Problem requirements —
Return the stretch of the article on Indigenous women in Canada's tourism industry that runs from "These Indigenous women" up to and including "power of plants.", copied word for word.

Source document —

"""

These Indigenous women are reshaping Canada’s tourism industry

Long marginalized by the tourism sector, Indigenous women are bringing First Nations, Métis, and Inuit narratives to the mainstream.

During one of her tours, Tracey Klettl, owner and operator of Painted Warriors, demonstrates how Indigenous hunters would use a bow and arrow.

Photography by Indigenous Tourism Alberta / Roam Creative
ByJessica Prupas
November 24, 2020
13 min read

Flu-busting bedstraw. Soothing broadleaf plantain. Even the humble dandelion, which can be used to fight inflammation, tells of the natural healing power of plants.

But Brenda Holder—a woman of Cree descent who shares her peoples’ knowledge on tours through rural Alberta, Canada—says her preferred medicinal herb is fireweed, a fuchsia flowering plant that has both antibacterial and antiviral properties. It’s been used to treat everything from burns and the common cold to HIV and AIDS.

When visitors learn about the centuries-old plant wisdom of Indigenous cultures, “it totally floors people,” Holder says. “Most people have a desire to connect to the land in this way. They’re seekers. They just don’t know it.”

(Related: Read more about Indigenous Canada in our Best of the World 2021.)

Two decades ago Holder started her company, Mahikan Trails, responding to a nascent consumer appetite for Indigenous-led tourist experiences. Since then, the market has grown in Canada for experiential tour companies that connect curious visitors to the cultures of First Nations, Métis, and Inuit people.

Grandmother and granddaughter harvests plants and berries.

Presley Simba-Canadien harvests plants and berries with her grandmother, Rosie Canadien, at Tathlina Lake, Northwest Territories. Plants including rat root, chaga, sage, fireweed, and spruce tips can be made into tea and used in traditional medicines.

"""

Entries supplied —
"""

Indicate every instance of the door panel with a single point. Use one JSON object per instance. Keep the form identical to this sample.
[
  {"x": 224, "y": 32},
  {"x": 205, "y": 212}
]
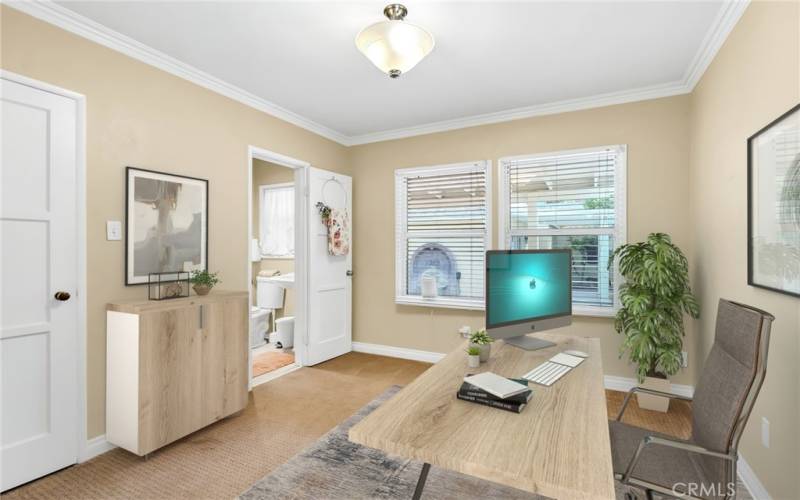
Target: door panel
[
  {"x": 38, "y": 334},
  {"x": 329, "y": 285}
]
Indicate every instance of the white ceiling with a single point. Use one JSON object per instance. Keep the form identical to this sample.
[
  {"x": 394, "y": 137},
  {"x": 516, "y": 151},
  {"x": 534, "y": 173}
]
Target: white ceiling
[{"x": 490, "y": 57}]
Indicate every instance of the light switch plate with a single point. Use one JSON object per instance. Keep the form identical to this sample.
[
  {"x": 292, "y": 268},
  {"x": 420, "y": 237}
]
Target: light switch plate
[{"x": 113, "y": 230}]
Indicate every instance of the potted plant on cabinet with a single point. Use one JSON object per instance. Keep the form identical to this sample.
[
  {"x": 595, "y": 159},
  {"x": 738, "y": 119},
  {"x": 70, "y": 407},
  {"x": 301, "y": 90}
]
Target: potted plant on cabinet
[
  {"x": 654, "y": 298},
  {"x": 203, "y": 281},
  {"x": 473, "y": 357},
  {"x": 482, "y": 341}
]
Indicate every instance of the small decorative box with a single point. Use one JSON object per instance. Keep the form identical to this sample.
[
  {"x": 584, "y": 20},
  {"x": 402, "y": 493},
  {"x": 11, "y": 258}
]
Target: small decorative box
[{"x": 169, "y": 285}]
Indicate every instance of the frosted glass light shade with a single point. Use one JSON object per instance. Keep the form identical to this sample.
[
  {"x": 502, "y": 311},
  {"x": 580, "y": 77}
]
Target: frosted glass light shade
[{"x": 394, "y": 46}]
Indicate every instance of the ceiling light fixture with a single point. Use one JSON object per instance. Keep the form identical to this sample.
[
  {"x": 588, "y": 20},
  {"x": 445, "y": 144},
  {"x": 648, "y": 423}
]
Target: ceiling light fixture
[{"x": 394, "y": 46}]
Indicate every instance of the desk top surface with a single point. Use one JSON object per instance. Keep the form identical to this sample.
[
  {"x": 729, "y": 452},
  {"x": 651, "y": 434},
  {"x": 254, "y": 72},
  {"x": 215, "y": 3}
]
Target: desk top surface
[{"x": 557, "y": 447}]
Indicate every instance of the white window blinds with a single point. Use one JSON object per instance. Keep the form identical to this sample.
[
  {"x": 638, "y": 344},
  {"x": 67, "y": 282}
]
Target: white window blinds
[
  {"x": 276, "y": 220},
  {"x": 442, "y": 233},
  {"x": 573, "y": 200}
]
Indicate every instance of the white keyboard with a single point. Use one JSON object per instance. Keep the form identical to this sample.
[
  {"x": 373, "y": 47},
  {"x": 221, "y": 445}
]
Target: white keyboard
[
  {"x": 553, "y": 369},
  {"x": 547, "y": 373}
]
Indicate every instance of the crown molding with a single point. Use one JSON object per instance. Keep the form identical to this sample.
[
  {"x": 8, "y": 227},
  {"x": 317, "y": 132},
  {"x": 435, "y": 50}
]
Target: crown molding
[
  {"x": 596, "y": 101},
  {"x": 68, "y": 20},
  {"x": 718, "y": 32},
  {"x": 48, "y": 11},
  {"x": 726, "y": 20}
]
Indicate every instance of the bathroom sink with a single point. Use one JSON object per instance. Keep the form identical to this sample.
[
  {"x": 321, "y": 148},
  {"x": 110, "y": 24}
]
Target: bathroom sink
[{"x": 283, "y": 280}]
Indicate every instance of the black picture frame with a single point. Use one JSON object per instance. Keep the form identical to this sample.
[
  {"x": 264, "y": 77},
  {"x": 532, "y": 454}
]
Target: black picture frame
[
  {"x": 752, "y": 201},
  {"x": 128, "y": 225}
]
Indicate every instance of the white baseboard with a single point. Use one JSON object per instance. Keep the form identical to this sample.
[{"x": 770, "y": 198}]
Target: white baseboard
[
  {"x": 750, "y": 481},
  {"x": 611, "y": 382},
  {"x": 398, "y": 352},
  {"x": 95, "y": 447},
  {"x": 624, "y": 384}
]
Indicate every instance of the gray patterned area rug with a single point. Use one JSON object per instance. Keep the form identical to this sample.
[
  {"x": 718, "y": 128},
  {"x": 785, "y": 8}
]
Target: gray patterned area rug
[{"x": 334, "y": 468}]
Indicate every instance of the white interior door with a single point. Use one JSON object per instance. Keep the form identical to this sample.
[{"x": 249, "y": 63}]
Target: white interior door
[
  {"x": 38, "y": 333},
  {"x": 329, "y": 304}
]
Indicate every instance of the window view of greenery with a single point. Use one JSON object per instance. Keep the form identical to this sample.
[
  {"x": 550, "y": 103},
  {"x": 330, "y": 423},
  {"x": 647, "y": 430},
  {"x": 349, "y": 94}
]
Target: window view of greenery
[{"x": 568, "y": 202}]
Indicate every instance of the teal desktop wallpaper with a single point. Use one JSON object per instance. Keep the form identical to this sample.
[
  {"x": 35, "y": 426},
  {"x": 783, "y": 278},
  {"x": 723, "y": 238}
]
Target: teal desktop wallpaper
[{"x": 527, "y": 286}]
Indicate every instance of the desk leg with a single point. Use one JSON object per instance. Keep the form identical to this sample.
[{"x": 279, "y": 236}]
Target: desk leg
[{"x": 423, "y": 475}]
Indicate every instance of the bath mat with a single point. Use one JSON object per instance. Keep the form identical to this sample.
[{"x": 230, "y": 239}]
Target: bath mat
[{"x": 271, "y": 361}]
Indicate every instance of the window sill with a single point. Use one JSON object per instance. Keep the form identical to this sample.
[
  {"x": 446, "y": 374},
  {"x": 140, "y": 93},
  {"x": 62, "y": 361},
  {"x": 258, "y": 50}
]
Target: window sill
[
  {"x": 478, "y": 305},
  {"x": 442, "y": 302},
  {"x": 594, "y": 312}
]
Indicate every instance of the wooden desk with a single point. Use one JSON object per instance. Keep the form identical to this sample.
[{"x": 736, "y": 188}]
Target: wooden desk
[{"x": 557, "y": 447}]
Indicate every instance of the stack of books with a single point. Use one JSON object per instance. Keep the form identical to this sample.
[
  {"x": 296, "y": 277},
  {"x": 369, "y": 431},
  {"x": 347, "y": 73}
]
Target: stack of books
[{"x": 493, "y": 390}]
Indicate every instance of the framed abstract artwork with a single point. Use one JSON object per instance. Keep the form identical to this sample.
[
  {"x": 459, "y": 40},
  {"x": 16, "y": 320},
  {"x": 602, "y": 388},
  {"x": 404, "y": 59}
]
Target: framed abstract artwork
[
  {"x": 773, "y": 205},
  {"x": 166, "y": 224}
]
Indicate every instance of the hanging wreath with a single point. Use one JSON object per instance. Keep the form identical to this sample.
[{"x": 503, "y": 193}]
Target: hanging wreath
[{"x": 324, "y": 212}]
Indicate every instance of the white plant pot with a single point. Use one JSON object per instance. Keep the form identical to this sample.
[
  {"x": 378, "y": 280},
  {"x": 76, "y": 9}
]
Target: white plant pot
[
  {"x": 654, "y": 403},
  {"x": 486, "y": 350}
]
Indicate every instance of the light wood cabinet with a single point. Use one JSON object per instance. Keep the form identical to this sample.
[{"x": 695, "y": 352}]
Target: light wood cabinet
[{"x": 173, "y": 367}]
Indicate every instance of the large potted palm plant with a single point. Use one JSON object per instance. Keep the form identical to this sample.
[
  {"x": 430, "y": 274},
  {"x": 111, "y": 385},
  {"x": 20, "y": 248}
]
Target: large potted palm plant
[{"x": 654, "y": 298}]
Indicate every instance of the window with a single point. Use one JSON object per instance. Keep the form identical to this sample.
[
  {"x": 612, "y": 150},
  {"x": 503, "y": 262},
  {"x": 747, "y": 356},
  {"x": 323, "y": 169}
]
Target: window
[
  {"x": 442, "y": 234},
  {"x": 276, "y": 220},
  {"x": 570, "y": 199}
]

"""

Answer to the problem —
These Indigenous women are reshaping Canada’s tourism industry

Long marginalized by the tourism sector, Indigenous women are bringing First Nations, Métis, and Inuit narratives to the mainstream.

During one of her tours, Tracey Klettl, owner and operator of Painted Warriors, demonstrates how Indigenous hunters would use a bow and arrow.

Photography by Indigenous Tourism Alberta / Roam Creative
ByJessica Prupas
November 24, 2020
13 min read

Flu-busting bedstraw. Soothing broadleaf plantain. Even the humble dandelion, which can be used to fight inflammation, tells of the natural healing power of plants.